Alıştırma görevi 1
Aşağıdaki kayıtlarda "Place a marker on every instance of the window, each" geçen satırdan başlayıp kayıtların sonuna kadar giden kısmı, iki ucu da dahil, hiç değiştirmeden yeniden yazın.

Okuma parçası
▼

Lübnan’da duran ateş, Suriye’de yükseldi. Hiçbir şey tesadüf değil. Halep 8 yıl sonra yeniden gitti; IŞİD’den gelip, iki yıl El Kaide’yle kucaklaşan, ardından makyaj operasyonuyla ‘makulleştirilen’ cihatçı örgütlerin eline geçti.
Suriye birkaç farklı eksende gelişen dehşet çakışmalar nedeniyle yeni bir çökertme planının pençesine düştü.
Çakışmanın bir ekseninde İsrail’in Suriye’yi atış poligonu haline getirmesi yatıyor.
Diğer ekseninde Cumhurbaşkanı Tayyip Erdoğan’ın Astana ortaklığını asit kazanına atan yeni oyun planı yer alıyor.
Bir diğer eksen, Ukrayna’daki kızışmaya paralel olarak Rusya’ya Suriye’den cephe açma planlarına çıkıyor.
Dördüncüsünde Suriye politikasını İsrail’i güvenceye alma, İran’ın kollarını kesme, Şam’ın stratejik istikametini değiştirme hedeflerine bağlayan ABD’nin öncelikleri uzanıyor.

▲

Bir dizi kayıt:
▼

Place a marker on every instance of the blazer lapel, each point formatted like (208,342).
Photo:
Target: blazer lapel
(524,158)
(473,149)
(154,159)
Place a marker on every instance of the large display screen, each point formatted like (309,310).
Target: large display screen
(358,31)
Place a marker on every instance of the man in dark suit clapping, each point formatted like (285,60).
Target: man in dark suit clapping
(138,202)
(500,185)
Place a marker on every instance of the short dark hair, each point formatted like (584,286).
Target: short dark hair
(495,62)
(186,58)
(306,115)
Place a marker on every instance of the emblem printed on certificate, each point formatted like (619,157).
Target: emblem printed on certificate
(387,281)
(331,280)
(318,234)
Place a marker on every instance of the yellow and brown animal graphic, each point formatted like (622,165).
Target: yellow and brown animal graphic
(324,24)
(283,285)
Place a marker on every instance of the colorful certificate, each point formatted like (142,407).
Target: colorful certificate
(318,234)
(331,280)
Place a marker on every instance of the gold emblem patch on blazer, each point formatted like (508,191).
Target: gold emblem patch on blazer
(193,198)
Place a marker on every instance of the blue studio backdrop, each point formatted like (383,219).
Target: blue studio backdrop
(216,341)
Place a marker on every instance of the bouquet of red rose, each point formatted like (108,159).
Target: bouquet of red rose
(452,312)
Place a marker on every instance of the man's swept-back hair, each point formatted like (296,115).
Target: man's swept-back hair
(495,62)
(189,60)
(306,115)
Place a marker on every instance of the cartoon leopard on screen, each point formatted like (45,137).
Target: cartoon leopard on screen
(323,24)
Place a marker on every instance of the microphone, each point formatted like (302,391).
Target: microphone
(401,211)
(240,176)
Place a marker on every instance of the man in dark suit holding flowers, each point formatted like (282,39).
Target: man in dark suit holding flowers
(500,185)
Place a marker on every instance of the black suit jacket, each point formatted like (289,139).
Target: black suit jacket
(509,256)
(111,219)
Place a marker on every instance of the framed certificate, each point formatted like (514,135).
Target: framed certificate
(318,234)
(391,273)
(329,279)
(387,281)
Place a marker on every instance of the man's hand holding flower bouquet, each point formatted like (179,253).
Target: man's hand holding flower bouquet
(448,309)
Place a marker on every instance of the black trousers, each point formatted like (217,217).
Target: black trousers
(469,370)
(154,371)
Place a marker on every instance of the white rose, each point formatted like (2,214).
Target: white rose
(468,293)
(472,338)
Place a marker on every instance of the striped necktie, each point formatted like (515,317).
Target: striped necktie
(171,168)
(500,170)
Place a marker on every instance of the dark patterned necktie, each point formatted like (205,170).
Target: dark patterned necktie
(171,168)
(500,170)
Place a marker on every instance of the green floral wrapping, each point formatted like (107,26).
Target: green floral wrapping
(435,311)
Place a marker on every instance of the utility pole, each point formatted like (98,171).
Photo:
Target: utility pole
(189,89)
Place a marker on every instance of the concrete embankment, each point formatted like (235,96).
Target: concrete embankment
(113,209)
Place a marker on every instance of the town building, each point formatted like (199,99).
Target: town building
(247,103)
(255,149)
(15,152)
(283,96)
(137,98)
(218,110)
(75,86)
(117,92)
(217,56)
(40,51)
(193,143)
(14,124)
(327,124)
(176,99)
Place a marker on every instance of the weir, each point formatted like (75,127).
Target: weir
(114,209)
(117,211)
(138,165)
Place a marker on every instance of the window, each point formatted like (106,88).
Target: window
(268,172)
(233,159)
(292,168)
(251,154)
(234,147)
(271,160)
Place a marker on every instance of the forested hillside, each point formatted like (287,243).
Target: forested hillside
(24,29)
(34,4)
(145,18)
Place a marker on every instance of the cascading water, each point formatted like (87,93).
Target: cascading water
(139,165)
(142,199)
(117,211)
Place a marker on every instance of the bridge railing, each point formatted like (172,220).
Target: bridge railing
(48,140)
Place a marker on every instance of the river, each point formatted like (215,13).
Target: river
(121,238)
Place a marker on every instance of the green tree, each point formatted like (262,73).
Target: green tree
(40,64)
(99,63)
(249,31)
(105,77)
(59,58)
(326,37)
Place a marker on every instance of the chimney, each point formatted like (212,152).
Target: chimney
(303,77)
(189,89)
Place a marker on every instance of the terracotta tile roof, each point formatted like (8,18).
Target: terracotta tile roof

▲

Alıştırma görevi 2
Yukarıdaki Suriye'deki çatışmalarla ilgili yazıya kaldığı yerden devam edin.

Yanıt 1
Place a marker on every instance of the window, each point formatted like (106,88).
Target: window
(268,172)
(233,159)
(292,168)
(251,154)
(234,147)
(271,160)
Place a marker on every instance of the forested hillside, each point formatted like (287,243).
Target: forested hillside
(24,29)
(34,4)
(145,18)
Place a marker on every instance of the cascading water, each point formatted like (87,93).
Target: cascading water
(139,165)
(142,199)
(117,211)
Place a marker on every instance of the bridge railing, each point formatted like (172,220).
Target: bridge railing
(48,140)
Place a marker on every instance of the river, each point formatted like (215,13).
Target: river
(121,238)
Place a marker on every instance of the green tree, each point formatted like (262,73).
Target: green tree
(40,64)
(99,63)
(249,31)
(105,77)
(59,58)
(326,37)
Place a marker on every instance of the chimney, each point formatted like (212,152).
Target: chimney
(303,77)
(189,89)
Place a marker on every instance of the terracotta tile roof, each point formatted like (8,18).
Target: terracotta tile roof

Yanıt 2
Bu çakışmaların gölgesinde BM’nin terör örgütleri listesindeki Heyet Tahrir el Şam’ın (HTŞ) liderliğindeki cihatçı koalisyon, 27 Kasım’dan itibaren 4 günde birkaç mahalle dışında Halep’i ele geçirip Hama’nın kapılarına dayandı.
***
İsrail, Lübnan’da operasyonları yoğunlaştırıp Suriye’ye yönelik saldırıları tırmandırırken Suriye’nin kuzeybatısındaki gruplar Halep için hazırlık yapıyordu.
Erdoğan’ın “Esad’dan hala umutluyum” dediği sıralarda HTŞ harekete geçmek üzereyken Ankara’nın devreye girmesiyle plan ertelenmişti. Henüz zamanı değildi. Fakat Erdoğan, Suriye lideri Beşşar el Esad’a normalleşme teklifini kabul ettiremedi. Şam’a baskı yapmadığı için Rusya’ya gücendiğini hissettirdi. İran’a öfke zaten had safhadaydı. Astana sürecinin işlevselliği tartışmaya açıldı. Erdoğan “gününüzü göstereceğim” dercesine HTŞ’nin önünden çekildi. 2017’de oluşturulan gerilimi düşürme bölgelerinde patlak veren bu çatışmalar Astana sürecini çökertti. Astana mutabakatlarıyla İdlib vilayetinin çeperlerinde kurdurulan Türk askeri üslerinin amacı çatışmasızlığı garanti etmek, iki ana yolun (M5-M4) açılmasını sağlamak ve terör örgütlerini ortadan kaldırmaktı. Taahhütler yerine getirilmediği gibi Türk üsleri Suriye ordusuna karşı HTŞ ve müttefiklerine kalkan işlevi gördü. M-5 yolu ise 2020’de Suriye’nin askeri hamlesiyle açılmıştı.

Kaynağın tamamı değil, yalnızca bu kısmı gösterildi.